Task instructions: Replace "deepest" with "farthest" in the lines running from the one that contains "of the navy" through the end of the items, both ends included. Give those lines again with nothing else changed.

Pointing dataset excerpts
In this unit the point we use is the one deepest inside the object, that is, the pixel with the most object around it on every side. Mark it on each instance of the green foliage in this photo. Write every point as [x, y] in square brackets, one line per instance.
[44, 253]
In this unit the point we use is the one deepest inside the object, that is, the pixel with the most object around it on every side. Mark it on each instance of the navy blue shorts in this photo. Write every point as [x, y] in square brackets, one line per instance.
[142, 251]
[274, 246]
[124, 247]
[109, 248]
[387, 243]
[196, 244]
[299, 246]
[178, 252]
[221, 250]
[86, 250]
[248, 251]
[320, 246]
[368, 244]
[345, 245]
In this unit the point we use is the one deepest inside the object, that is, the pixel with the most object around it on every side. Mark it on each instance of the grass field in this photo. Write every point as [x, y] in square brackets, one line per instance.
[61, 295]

Completed task:
In this unit the point we use is the one farthest inside the object, that is, the pixel with the most object around it on every side. Mark it on each instance of the navy blue shorts in this photo. Write every point as [x, y] in square brackets, one line per instance.
[142, 251]
[274, 246]
[124, 247]
[109, 248]
[387, 243]
[196, 244]
[299, 246]
[178, 252]
[221, 250]
[86, 250]
[248, 251]
[320, 246]
[368, 244]
[345, 245]
In this unit the point we use is the one farthest inside the object, that is, the pixel with the most object around it on every side. Mark it on each instance of the grass field in this photo. Write every point as [x, y] in square brackets, one line per instance.
[61, 295]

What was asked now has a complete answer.